### EXTRACT TO READ:
:::::
Thirteen years ago I had hip replacement surgery, while working as a psychiatric hospital chaplain. A chaplain associate, while visiting me in my six-week convalescence asked, “why don’t you do something useful with your time and write a book for the spiritual care of the patients?” This challenge began a writing career in earnest. I wrote a devotional book based on the psalms to help our hospital ministry. Four years ago I took this loose-leaf resource to a Christian publisher, Caritas, eventually producing my first book. A devotional based on the Psalms, Great is God’s Faithfulness, was published and is now used by my former psychiatric multi-hospital employer for spiritual care groups, as well as in other settings.
:::::
Collected data
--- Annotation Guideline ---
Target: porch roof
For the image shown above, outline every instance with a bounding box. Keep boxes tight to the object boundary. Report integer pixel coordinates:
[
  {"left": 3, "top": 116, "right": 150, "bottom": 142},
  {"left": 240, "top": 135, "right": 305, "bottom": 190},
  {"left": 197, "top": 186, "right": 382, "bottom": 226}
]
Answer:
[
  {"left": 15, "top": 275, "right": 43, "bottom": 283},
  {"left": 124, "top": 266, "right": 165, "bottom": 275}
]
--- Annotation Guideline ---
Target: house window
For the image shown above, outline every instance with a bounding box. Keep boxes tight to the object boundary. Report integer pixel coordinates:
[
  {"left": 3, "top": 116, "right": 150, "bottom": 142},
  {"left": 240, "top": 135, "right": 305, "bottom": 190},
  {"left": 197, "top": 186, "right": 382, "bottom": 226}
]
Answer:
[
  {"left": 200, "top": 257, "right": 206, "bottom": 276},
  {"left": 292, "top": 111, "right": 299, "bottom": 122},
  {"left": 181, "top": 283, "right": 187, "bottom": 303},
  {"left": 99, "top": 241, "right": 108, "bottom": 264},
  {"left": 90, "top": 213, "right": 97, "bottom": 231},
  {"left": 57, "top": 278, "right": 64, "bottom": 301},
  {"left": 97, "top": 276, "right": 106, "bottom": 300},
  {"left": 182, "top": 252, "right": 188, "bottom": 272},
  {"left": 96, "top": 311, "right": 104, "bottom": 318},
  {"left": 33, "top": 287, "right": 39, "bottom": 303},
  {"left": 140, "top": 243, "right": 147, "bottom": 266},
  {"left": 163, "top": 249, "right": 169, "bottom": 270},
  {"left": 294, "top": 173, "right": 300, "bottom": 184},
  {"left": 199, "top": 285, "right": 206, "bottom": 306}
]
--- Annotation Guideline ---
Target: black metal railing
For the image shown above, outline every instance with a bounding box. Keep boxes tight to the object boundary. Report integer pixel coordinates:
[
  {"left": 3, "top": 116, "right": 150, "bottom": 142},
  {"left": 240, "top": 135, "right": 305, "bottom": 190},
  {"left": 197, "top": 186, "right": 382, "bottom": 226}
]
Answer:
:::::
### WORK REQUEST A:
In the chaplain's account, what was the title of the first published book?
### WORK REQUEST B:
Repeat the chaplain's account word for word, beginning at "Thirteen years ago" and stopping after "in other settings.".

### EXERCISE ANSWER A:
Great is God's Faithfulness

### EXERCISE ANSWER B:
Thirteen years ago I had hip replacement surgery, while working as a psychiatric hospital chaplain. A chaplain associate, while visiting me in my six-week convalescence asked, “why don’t you do something useful with your time and write a book for the spiritual care of the patients?” This challenge began a writing career in earnest. I wrote a devotional book based on the psalms to help our hospital ministry. Four years ago I took this loose-leaf resource to a Christian publisher, Caritas, eventually producing my first book. A devotional based on the Psalms, Great is God’s Faithfulness, was published and is now used by my former psychiatric multi-hospital employer for spiritual care groups, as well as in other settings.